** Start **
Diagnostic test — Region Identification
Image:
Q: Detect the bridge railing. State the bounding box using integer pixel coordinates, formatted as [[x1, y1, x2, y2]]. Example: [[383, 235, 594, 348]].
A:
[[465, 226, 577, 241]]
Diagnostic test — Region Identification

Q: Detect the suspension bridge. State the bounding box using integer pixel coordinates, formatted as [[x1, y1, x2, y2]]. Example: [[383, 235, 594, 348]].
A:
** End **
Return every line in the entries above that contains the string "bounding". Case matters.

In response –
Q: Detect the bridge railing. State the bounding box using integer pixel coordinates, formatted as [[x1, y1, x2, y2]]. Example: [[383, 235, 594, 348]].
Q: Detect the suspension bridge. State the bounding box using integer pixel coordinates, formatted as [[x1, y1, x2, y2]]. Example: [[383, 235, 594, 348]].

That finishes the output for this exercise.